### PROBLEMS TO SOLVE
[1] In the passage, which store does the niece want to cater the Bat Mitzvah?
[2] Reproduce the passage word for word, from "Now my sister" up to and including "nearly 15 years.".

### TEXT SEGMENT
So he starts talking about everything he wants to have at the Bat Mitzvah
--steaks, champagne and caviar, ice sculptures, a band--
and then my niece says she wants it to be a dairy affair,
catered by her favorite local appetizing store, Bagel Boss,
and with a d.j.

Now my sister was telling my niece that her ideas sound great,
whether she was ultimately going to finesse her in a different direction or not,
but her husband just started arguing with his 11-year-old daughter,
vociferously and non-stop,
it was like i was watching one of the many lifetime movie's i've seen,
only i've seen this one on permanent repeat for nearly 15 years.

My niece got all worked up,
crying and hyperventilating,
until my sister finally calmed her down.

A little while later,
my sister's husband went upstairs to bed,
leaving her to clean up after the meal for six she had cooked and served.

A little while after that he began yelling downstairs
"I don't want those motherfuckers staying here.
They better get the fuck out of here
or I'm going to slit their throats while they sleep."
It's hard to resist kicking the shit out of someone,
especially when you know they need a beating,
bad.
"He's pretty brave from upstairs," my dad told me.
I just realized that the only fights i've had since i was 15 were with her husband,
and how the last fight i had as a kid, at 15,
was because one of my classmates had called my sister fat,
and so, well, i kicked the shit out of him.

Data entries

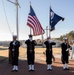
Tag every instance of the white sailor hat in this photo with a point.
(30, 35)
(48, 37)
(15, 36)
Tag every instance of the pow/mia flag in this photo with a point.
(54, 19)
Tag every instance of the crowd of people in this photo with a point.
(14, 53)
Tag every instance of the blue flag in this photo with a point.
(54, 19)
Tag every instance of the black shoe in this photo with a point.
(49, 69)
(32, 70)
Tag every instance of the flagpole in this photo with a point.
(30, 27)
(49, 22)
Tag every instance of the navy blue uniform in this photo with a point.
(14, 51)
(30, 51)
(49, 53)
(65, 53)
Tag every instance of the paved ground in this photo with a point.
(40, 65)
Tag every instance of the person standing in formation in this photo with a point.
(14, 51)
(65, 53)
(49, 53)
(72, 48)
(30, 52)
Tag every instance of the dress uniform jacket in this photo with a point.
(30, 51)
(14, 51)
(65, 52)
(49, 54)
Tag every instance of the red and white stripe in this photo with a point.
(34, 23)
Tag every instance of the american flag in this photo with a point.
(34, 23)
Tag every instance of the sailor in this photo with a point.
(49, 53)
(65, 53)
(30, 52)
(14, 49)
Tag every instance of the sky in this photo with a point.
(64, 8)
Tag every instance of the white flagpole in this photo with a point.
(49, 22)
(17, 27)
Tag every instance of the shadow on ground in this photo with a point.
(40, 69)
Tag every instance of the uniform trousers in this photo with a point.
(30, 57)
(48, 57)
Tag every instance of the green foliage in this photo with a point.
(69, 35)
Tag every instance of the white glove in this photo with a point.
(67, 49)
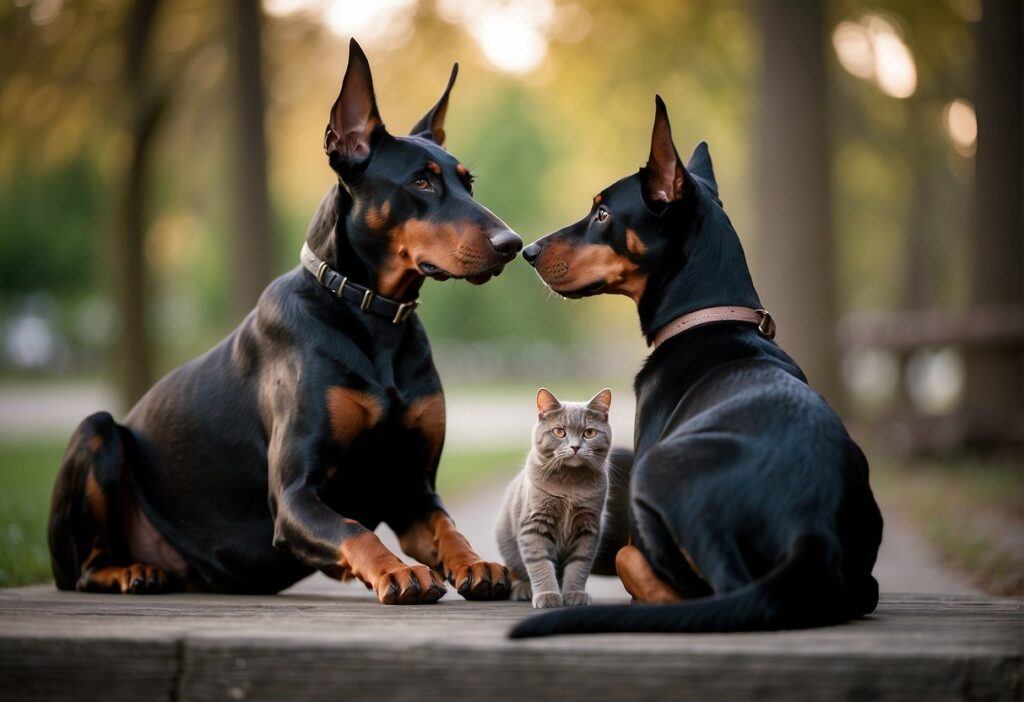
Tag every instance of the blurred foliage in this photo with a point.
(971, 512)
(28, 468)
(541, 143)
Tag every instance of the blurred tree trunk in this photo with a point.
(995, 378)
(144, 107)
(797, 274)
(252, 244)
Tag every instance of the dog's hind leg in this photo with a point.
(88, 546)
(615, 520)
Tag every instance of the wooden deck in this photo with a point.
(314, 647)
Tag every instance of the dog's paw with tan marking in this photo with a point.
(481, 580)
(547, 600)
(576, 599)
(410, 585)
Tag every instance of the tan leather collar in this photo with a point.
(710, 315)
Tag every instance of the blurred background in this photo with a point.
(160, 160)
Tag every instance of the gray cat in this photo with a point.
(549, 525)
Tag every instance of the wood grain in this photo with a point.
(299, 647)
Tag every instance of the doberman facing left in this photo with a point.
(280, 450)
(748, 495)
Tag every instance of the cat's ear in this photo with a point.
(601, 402)
(546, 402)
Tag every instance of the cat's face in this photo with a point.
(572, 434)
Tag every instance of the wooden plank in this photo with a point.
(190, 647)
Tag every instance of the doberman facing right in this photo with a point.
(748, 493)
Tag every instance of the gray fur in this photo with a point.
(549, 526)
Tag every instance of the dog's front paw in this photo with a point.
(481, 580)
(576, 599)
(410, 585)
(547, 600)
(521, 590)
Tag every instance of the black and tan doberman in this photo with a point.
(748, 495)
(322, 415)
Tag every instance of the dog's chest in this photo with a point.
(382, 415)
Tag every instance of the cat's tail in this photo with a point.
(802, 591)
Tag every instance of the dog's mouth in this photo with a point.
(437, 273)
(585, 292)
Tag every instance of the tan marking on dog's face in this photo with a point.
(427, 414)
(350, 412)
(377, 217)
(566, 267)
(461, 249)
(634, 244)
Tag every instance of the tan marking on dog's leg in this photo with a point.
(427, 414)
(639, 578)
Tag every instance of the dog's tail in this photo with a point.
(804, 590)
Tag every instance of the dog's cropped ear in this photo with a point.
(546, 402)
(699, 164)
(432, 125)
(601, 402)
(354, 115)
(664, 177)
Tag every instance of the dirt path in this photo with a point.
(905, 563)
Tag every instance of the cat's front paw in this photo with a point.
(576, 599)
(547, 600)
(521, 591)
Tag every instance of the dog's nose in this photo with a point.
(506, 243)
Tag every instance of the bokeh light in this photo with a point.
(873, 49)
(962, 126)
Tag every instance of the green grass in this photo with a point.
(971, 512)
(28, 468)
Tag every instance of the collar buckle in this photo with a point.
(368, 300)
(404, 309)
(766, 324)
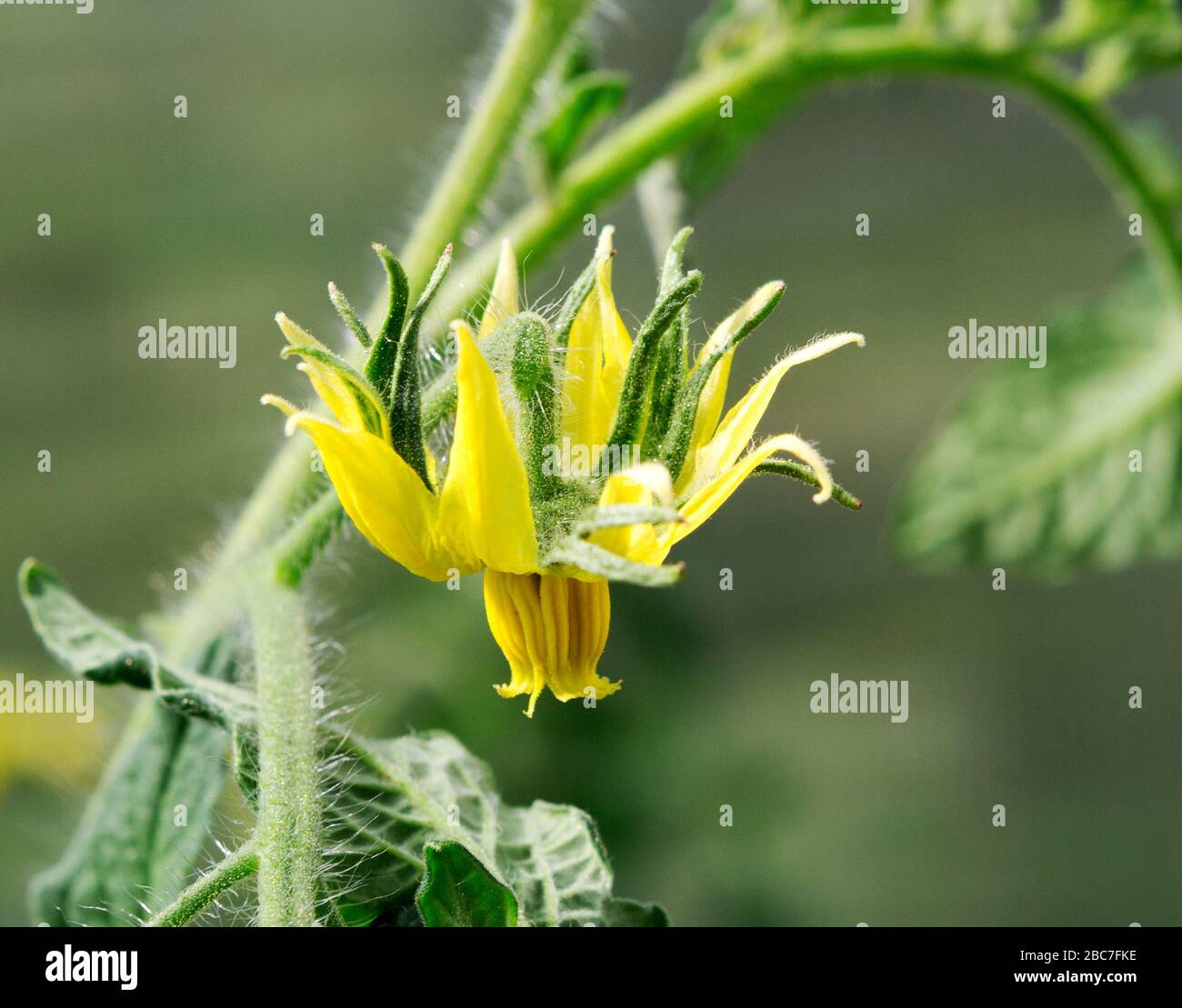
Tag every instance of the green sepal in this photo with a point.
(681, 426)
(406, 402)
(379, 366)
(457, 891)
(634, 397)
(673, 354)
(586, 101)
(798, 471)
(350, 318)
(591, 559)
(672, 267)
(361, 390)
(619, 515)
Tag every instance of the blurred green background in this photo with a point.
(1017, 697)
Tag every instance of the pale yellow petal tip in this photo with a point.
(654, 477)
(603, 246)
(279, 403)
(296, 420)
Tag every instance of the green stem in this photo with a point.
(215, 603)
(287, 832)
(225, 873)
(536, 34)
(693, 105)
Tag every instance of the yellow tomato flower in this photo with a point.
(576, 455)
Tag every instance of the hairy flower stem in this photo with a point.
(693, 105)
(287, 833)
(225, 874)
(538, 31)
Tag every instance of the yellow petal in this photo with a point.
(597, 351)
(503, 299)
(485, 514)
(552, 630)
(706, 420)
(714, 494)
(383, 495)
(739, 425)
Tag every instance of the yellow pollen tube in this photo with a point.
(552, 631)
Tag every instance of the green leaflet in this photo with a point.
(129, 853)
(584, 102)
(391, 799)
(1033, 467)
(457, 891)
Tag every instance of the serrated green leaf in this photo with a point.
(1035, 468)
(146, 825)
(630, 913)
(457, 891)
(402, 794)
(391, 799)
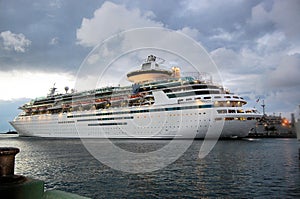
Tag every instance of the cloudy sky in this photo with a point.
(255, 44)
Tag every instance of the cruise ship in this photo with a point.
(158, 104)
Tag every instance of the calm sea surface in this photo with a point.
(260, 168)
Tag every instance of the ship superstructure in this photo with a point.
(159, 104)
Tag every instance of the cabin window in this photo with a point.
(231, 111)
(222, 111)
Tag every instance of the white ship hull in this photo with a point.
(190, 122)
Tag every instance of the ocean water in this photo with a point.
(248, 168)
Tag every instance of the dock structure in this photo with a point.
(17, 186)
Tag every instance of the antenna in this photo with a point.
(263, 105)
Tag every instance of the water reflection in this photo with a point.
(239, 168)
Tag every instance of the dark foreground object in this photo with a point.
(17, 186)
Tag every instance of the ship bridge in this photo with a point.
(150, 71)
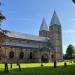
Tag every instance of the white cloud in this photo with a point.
(23, 19)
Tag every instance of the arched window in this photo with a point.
(11, 54)
(21, 55)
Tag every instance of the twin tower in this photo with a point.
(54, 33)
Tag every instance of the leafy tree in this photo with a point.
(69, 52)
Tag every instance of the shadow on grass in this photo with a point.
(69, 70)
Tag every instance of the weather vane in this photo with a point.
(2, 17)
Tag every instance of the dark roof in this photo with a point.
(26, 36)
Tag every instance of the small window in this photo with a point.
(11, 55)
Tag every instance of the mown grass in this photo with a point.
(36, 69)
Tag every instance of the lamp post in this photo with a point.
(2, 38)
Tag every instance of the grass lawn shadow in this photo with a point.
(45, 70)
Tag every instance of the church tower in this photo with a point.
(56, 37)
(43, 29)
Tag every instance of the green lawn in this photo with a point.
(36, 69)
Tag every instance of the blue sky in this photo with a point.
(26, 16)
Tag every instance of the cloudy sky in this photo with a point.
(26, 16)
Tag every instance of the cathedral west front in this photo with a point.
(26, 48)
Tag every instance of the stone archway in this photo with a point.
(45, 58)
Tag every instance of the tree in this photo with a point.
(69, 52)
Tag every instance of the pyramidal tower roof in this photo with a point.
(55, 19)
(44, 25)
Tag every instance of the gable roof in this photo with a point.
(26, 36)
(44, 25)
(55, 19)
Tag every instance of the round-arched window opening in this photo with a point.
(11, 55)
(45, 58)
(21, 55)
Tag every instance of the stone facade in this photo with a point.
(25, 48)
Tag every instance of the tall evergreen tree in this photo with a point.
(70, 51)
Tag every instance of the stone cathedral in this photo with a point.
(26, 48)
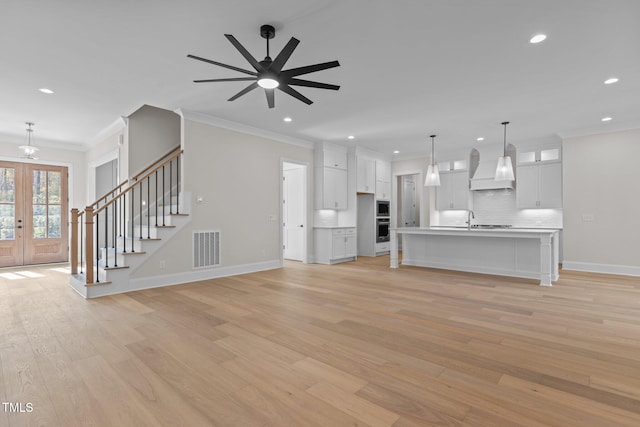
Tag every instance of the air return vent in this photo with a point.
(206, 249)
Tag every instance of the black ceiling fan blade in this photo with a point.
(249, 88)
(244, 52)
(234, 79)
(309, 69)
(284, 55)
(291, 91)
(270, 97)
(220, 64)
(308, 83)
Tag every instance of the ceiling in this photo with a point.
(409, 68)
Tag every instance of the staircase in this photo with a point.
(119, 232)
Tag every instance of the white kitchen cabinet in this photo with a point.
(453, 192)
(383, 180)
(539, 186)
(366, 175)
(335, 245)
(331, 178)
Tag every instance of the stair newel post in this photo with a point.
(123, 223)
(106, 236)
(178, 184)
(114, 213)
(132, 203)
(114, 226)
(148, 209)
(170, 186)
(74, 241)
(97, 253)
(163, 193)
(140, 210)
(81, 244)
(89, 244)
(156, 198)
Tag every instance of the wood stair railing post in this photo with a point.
(89, 245)
(74, 241)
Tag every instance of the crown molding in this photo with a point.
(239, 127)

### SOLUTIONS
[1] Bagel Boss, her favorite local appetizing store.

[2]
Now my sister was telling my niece that her ideas sound great,
whether she was ultimately going to finesse her in a different direction or not,
but her husband just started arguing with his 11-year-old daughter,
vociferously and non-stop,
it was like i was watching one of the many lifetime movie's i've seen,
only i've seen this one on permanent repeat for nearly 15 years.